Hacker News new | ask | show | jobs
by david-gpu 824 days ago
> I must be in a niche where we're consistently crushing cublas, cusolver and cudnn, sometimes cutlass with internship-level competency

Congratulations, it sounds fascinating. Looking forward to seeing your contributions to pyTorch.

1 comments

I don't think I'm saying anything revolutionary or derogatory when I say that e.g. linear algebra with big batches of small complex-valued matrices, or thin/very-tall matrix multiplication, or 1D-complex convolutions with large filters are not in the main path of the NVIDIA engineers (I did say 'niche').

Some things are not heavily optimized by NVIDIA, it's fine, and a good thing too that they can focus their effort on what's useful to the overall community.

What I'm saying is that very often writing by hand a naive kernel, optimized by a non expert for some months, can reach better performance than library code that isn't optimized for niche use cases. Which is a testament to how easy to get good or OK (not optimal) performance...

I don't know about pyTorch (I was talking about niche use cases?) but TensorRT allows custom kernels and it's worth to use them and plonk a house-implemented kernel if you know what's your bottleneck and no-one has bothered writing a less-generic version yet... again, intern-level competency (not senior CUDA optimizer).

Sorry, I thought this article/thread was all about pyTorch/AI and NVidia's moat in this area vs AMD and other competitors, so my comments are written in that specific context.

If I have lost track of the conversation, please accept my apologies.

Heh, I might have veered off topic too... working at NVIDIA... having serious nerd envy here ;-)

RECORD SET:
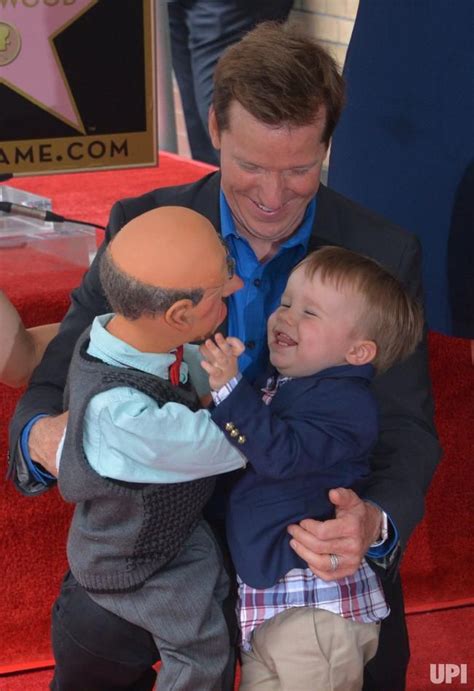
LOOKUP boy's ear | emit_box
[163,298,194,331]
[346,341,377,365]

* * *

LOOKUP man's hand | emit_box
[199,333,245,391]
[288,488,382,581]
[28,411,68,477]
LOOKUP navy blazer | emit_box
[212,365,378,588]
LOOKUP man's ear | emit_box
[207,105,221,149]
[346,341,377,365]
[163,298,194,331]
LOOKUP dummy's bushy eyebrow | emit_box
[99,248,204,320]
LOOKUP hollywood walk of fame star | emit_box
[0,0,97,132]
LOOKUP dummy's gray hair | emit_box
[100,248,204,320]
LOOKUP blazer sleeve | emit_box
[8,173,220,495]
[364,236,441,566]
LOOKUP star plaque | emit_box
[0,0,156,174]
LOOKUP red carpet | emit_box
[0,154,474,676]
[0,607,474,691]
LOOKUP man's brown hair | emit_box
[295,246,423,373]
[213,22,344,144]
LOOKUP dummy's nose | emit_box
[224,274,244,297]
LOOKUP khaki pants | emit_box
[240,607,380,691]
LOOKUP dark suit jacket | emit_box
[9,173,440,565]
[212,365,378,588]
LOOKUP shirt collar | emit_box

EXERCISE: Rewrite the stretch of the forum thread from "Some things are" through "senior CUDA optimizer).", renaming "TensorRT" to "the inference runtime". The rows aren't needed for any of this.

EXERCISE ANSWER:
Some things are not heavily optimized by NVIDIA, it's fine, and a good thing too that they can focus their effort on what's useful to the overall community.

What I'm saying is that very often writing by hand a naive kernel, optimized by a non expert for some months, can reach better performance than library code that isn't optimized for niche use cases. Which is a testament to how easy to get good or OK (not optimal) performance...

I don't know about pyTorch (I was talking about niche use cases?) but the inference runtime allows custom kernels and it's worth to use them and plonk a house-implemented kernel if you know what's your bottleneck and no-one has bothered writing a less-generic version yet... again, intern-level competency (not senior CUDA optimizer).